◆ Selected text:
[Start of Attachment]

Richard Jones believes in exploring the social and ethical implications of nanotechnology, and making sure the public understands the issues. As Senior Strategic Advisor of Nanotechnology for the Engineering and Physical Sciences Research Council (EPSRC) in the UK, Jones is developing a program of Grand Challenges, focused on solving society needs like energy and medicine. He also chairs the Nanotechnology Engagement Group, and his book, Soft Machines: Nanotechnology and Life, explains nanotechnology issues to the general reader.

Research: Richard Jones' research concentrates on the properties of polymers and biopolymers at surfaces; specifically, Jones studies how Nature self-assembles molecules in order to create synthetic nanodevices, such as molecular motors.

About Video:Richard Jones argues that the main obstacle to viable solar cells isn't that we need to figure out how to make them more efficient, but that we need to make them scalable.

Hür Köser, educated as both an engineer and a physicist, is perhaps described best as an inventor: one whose ideas range from sensors that monitor the structural health of buildings to catheters that are designed to prevent bladder infections. Yet Köser's creativity reaches beyond his laboratory to students in his New Haven community; he's developed an award-winning teaching laboratory that lets kids use nanotechnology to make their own ferrofluids.

Research: Köser has three main projects: developing micro-electro-mechanical systems (MEMS) energy harvesting devices, the study of bacterial hydro-dynamics, and understanding the behavior of ferrofluids. His MEMS research on physical modeling and characterization of nanomaterials has potential for all kinds of applications - right now he is focusing on biomedical and portable power technologies.

About Video:Hür Köser discusses how his energy-harvesting sensors might someday save your life, why bacteria are like salmon, and how to get kids to rave to their parents about nanotechnology.

Gary Brudvig helped Yale build a LEED silver-certified, "green" chemistry building - but his goals for the environment are far grander than even this. For decades, photosynthesis researchers have worked to understand plants' water splitting reaction - now, Gary Brudvig and his team at Yale are close to finding that answer, and building the first light-powered hydrogen fuel-forming photochemical cell.

Research: Gary Brudvig's work is focused on what happens in Photosystem II during the light reactions of photosynthesis, using researchers from four areas of chemistry (spectroscopic, biophysical, computational, and molecular biological) to solve how Nature produces dioxygen. By understanding both the organic and inorganic behavior during this part of the reaction, Brudvig and his colleague Robert Crabtree have already succeeded in creating the first biomimetic inorganic manganese water-oxidation catalyst.

[End of Attachment]

◆ Assignment A: Print the researcher profiles from "Hür Köser, educated" up to and including "portable power technologies.".
◆ Assignment B: Translate this sentence from the researcher profiles into Spanish: "Richard Jones believes in exploring the social and ethical implications of nanotechnology, and making sure the public understands the issues."
◆ Assignment C: Condense the paragraph of the researcher profiles that begins "Hür Köser, educated as both" into a bulleted list that keeps its main facts.

◆ Records supplied:
[Start of Attachment]

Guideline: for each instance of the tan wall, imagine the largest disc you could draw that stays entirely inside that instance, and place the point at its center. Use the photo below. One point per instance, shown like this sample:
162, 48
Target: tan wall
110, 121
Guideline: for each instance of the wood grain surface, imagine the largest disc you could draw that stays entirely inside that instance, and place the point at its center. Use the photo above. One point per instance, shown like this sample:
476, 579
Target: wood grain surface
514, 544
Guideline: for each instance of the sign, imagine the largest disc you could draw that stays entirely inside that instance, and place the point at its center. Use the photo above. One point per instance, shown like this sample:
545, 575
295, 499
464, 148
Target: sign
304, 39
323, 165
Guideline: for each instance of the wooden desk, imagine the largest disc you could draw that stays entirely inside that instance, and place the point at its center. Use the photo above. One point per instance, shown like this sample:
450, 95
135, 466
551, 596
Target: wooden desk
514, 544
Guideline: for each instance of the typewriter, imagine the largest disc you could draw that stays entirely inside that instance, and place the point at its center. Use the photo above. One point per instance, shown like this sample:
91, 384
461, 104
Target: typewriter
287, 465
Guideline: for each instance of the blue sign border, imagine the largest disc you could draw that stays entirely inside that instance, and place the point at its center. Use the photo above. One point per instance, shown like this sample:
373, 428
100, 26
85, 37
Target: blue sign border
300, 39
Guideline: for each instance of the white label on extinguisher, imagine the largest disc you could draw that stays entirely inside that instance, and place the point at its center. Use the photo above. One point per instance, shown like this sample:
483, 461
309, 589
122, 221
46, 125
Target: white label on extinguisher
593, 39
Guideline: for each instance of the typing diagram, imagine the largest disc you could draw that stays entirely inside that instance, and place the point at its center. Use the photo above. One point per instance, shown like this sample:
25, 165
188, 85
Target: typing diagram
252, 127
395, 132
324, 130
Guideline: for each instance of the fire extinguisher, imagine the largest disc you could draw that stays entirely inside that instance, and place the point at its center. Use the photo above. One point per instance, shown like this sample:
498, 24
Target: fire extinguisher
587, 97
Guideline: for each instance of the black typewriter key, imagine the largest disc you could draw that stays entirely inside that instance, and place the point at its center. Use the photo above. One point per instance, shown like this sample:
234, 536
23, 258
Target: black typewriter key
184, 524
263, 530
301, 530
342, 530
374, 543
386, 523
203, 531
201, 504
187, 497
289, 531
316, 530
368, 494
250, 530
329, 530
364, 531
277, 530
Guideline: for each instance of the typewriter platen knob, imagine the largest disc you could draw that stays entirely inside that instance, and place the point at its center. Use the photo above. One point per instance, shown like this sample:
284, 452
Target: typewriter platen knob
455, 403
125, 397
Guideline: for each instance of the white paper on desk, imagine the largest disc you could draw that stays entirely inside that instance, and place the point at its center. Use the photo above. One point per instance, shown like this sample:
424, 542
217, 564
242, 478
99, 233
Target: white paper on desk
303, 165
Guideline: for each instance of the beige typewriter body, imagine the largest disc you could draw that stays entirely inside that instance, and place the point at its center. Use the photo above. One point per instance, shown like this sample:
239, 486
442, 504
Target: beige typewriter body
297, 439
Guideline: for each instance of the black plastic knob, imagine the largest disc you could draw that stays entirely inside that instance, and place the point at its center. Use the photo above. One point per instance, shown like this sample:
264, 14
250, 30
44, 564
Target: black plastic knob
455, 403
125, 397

[End of Attachment]
[Start of Attachment]

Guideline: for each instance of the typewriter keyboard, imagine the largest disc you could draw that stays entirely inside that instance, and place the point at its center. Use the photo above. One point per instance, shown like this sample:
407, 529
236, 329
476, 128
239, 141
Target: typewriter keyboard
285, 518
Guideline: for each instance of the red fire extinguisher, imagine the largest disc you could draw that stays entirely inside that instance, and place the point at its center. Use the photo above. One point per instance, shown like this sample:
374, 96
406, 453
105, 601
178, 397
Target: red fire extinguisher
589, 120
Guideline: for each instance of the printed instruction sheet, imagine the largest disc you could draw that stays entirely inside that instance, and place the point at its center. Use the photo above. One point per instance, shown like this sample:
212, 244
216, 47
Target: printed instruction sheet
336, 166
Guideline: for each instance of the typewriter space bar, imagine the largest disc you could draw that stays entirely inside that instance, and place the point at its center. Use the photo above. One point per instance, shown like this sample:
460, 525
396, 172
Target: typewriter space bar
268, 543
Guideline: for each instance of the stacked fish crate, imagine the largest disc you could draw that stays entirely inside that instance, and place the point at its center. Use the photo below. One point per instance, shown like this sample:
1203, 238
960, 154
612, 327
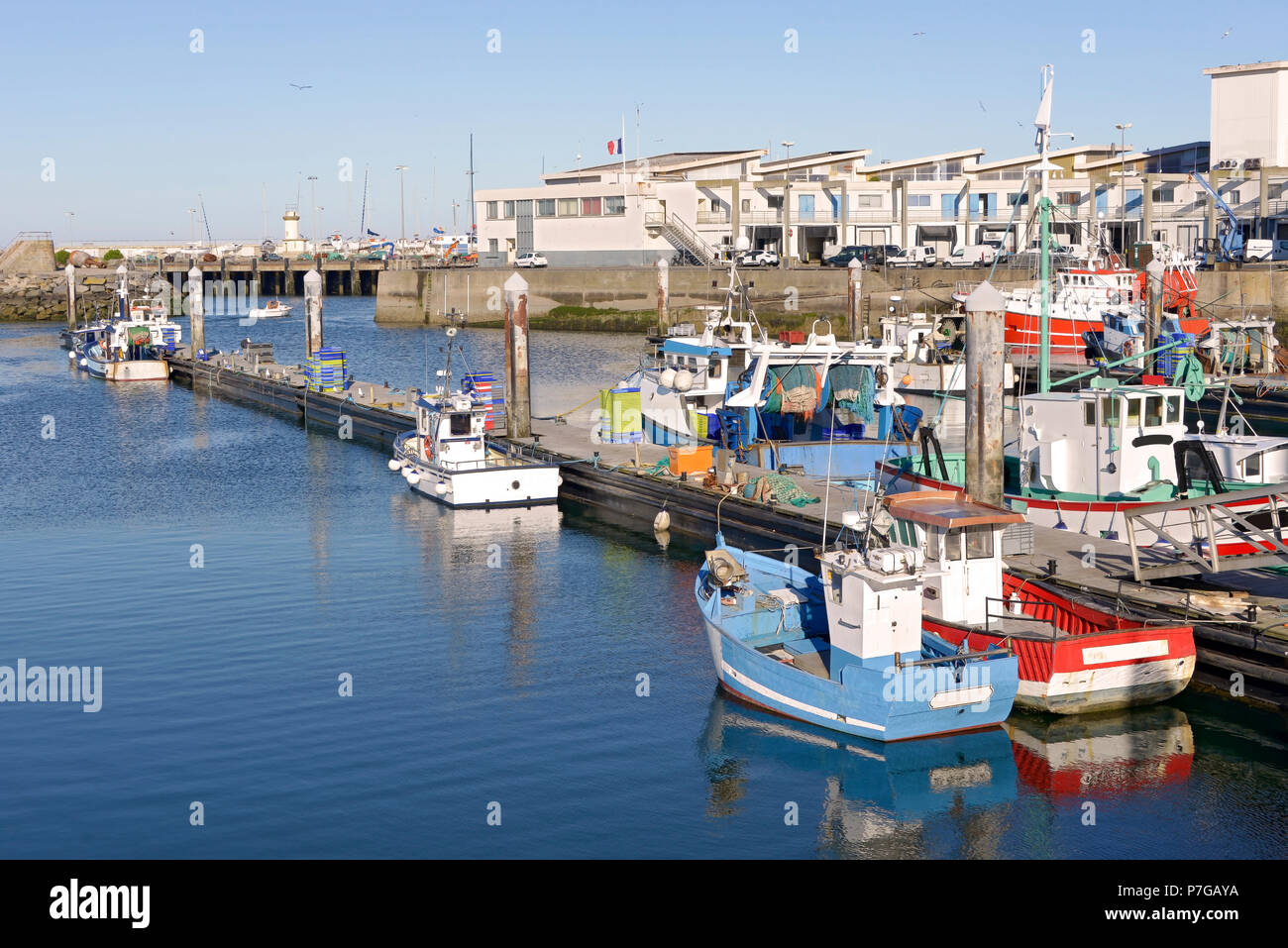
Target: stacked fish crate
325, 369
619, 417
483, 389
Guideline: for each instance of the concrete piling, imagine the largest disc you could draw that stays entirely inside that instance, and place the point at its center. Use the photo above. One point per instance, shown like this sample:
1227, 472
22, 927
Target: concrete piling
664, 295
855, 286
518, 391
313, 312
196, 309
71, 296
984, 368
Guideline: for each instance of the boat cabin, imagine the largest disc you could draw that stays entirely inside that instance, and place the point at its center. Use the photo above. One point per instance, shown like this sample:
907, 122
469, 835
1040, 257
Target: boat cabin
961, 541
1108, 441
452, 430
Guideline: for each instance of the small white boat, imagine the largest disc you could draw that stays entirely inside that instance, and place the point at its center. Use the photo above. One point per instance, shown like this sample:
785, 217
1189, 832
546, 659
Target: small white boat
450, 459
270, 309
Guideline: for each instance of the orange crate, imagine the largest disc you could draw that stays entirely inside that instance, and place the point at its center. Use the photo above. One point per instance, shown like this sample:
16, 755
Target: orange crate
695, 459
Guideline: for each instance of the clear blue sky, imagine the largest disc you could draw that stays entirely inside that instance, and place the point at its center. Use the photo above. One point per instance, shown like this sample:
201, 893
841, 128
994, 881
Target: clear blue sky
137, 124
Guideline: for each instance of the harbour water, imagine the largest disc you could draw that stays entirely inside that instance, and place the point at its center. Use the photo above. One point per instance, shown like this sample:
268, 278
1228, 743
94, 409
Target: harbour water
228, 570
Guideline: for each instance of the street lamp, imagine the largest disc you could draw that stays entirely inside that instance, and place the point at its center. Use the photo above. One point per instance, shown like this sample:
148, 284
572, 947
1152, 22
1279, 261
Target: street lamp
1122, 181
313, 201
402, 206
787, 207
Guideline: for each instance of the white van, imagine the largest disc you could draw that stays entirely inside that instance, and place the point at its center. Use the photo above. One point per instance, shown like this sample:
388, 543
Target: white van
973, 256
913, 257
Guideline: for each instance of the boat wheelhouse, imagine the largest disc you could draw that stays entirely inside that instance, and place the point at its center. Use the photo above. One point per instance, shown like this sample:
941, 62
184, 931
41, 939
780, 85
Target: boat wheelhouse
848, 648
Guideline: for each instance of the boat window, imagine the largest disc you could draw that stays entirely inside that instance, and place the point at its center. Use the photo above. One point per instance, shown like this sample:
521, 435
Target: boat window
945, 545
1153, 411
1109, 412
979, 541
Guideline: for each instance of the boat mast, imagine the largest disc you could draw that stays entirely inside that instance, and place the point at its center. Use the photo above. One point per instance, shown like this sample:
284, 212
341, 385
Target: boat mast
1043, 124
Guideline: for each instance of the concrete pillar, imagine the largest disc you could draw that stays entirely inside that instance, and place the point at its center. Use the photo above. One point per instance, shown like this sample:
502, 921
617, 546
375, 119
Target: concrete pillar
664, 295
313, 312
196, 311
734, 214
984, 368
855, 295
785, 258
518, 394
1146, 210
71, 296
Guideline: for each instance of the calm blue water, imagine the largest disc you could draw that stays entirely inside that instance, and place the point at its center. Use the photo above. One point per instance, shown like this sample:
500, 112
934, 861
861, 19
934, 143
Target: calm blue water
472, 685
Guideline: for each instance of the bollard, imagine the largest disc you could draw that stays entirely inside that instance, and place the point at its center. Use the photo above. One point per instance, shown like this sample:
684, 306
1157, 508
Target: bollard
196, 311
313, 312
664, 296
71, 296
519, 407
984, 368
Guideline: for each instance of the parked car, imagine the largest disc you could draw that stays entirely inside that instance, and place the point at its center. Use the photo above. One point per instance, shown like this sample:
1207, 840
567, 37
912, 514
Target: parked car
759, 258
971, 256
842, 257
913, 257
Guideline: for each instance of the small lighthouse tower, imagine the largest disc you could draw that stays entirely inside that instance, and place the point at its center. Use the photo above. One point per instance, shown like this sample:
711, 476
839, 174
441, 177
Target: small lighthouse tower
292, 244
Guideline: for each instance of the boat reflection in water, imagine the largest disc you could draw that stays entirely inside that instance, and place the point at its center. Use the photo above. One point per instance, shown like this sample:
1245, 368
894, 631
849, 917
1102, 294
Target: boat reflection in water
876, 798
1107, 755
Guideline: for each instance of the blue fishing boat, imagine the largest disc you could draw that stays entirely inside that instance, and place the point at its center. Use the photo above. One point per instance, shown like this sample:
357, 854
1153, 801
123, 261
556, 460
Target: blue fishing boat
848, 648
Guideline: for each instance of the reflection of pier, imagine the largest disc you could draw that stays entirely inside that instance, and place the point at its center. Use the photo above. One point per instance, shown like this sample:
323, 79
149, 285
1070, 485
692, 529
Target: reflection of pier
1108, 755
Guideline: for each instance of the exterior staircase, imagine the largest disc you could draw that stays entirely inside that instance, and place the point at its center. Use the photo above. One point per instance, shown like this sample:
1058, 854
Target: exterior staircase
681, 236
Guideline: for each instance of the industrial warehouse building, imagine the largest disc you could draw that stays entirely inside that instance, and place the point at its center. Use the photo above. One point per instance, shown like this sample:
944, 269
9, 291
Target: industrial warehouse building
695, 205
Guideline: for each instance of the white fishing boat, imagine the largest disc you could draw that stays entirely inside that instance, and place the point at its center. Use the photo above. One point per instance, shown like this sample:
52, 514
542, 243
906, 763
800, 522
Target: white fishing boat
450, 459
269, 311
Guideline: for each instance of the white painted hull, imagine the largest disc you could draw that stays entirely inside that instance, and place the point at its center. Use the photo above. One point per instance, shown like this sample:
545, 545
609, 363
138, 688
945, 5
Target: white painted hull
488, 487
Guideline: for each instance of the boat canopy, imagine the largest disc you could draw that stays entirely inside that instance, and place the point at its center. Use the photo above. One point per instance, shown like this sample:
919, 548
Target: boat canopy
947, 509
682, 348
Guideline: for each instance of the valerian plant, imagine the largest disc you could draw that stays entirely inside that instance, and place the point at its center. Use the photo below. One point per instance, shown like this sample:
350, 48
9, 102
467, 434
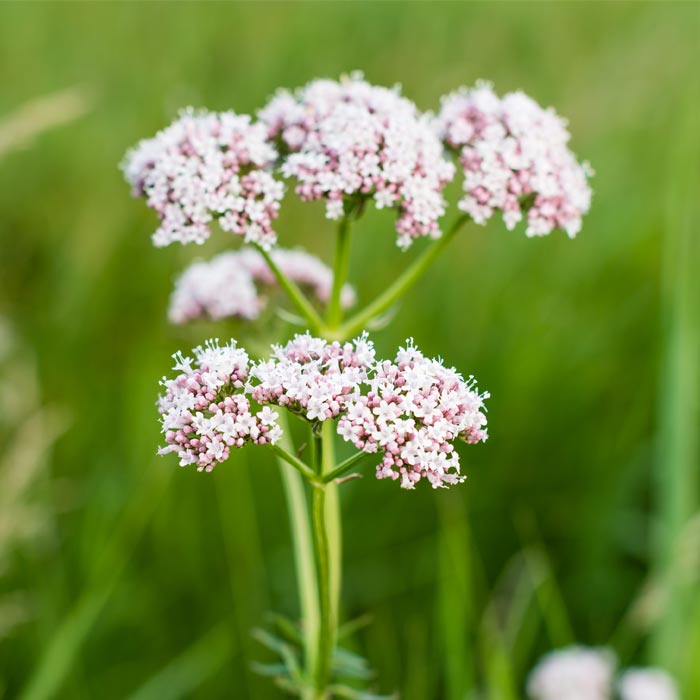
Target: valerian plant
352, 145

[End of Attachment]

◆ Reply A:
Hür Köser, educated as both an engineer and a physicist, is perhaps described best as an inventor: one whose ideas range from sensors that monitor the structural health of buildings to catheters that are designed to prevent bladder infections. Yet Köser's creativity reaches beyond his laboratory to students in his New Haven community; he's developed an award-winning teaching laboratory that lets kids use nanotechnology to make their own ferrofluids.

Research: Köser has three main projects: developing micro-electro-mechanical systems (MEMS) energy harvesting devices, the study of bacterial hydro-dynamics, and understanding the behavior of ferrofluids. His MEMS research on physical modeling and characterization of nanomaterials has potential for all kinds of applications - right now he is focusing on biomedical and portable power technologies.

◆ Reply B: Richard Jones cree en explorar las implicaciones sociales y éticas de la nanotecnología y en asegurarse de que el público comprenda las cuestiones.

◆ Reply C:
- Trained as both an engineer and a physicist, and perhaps best described as an inventor.
- His ideas range from sensors that monitor the structural health of buildings to catheters designed to prevent bladder infections.
- In his New Haven community, he developed an award-winning teaching laboratory where kids use nanotechnology to make their own ferrofluids.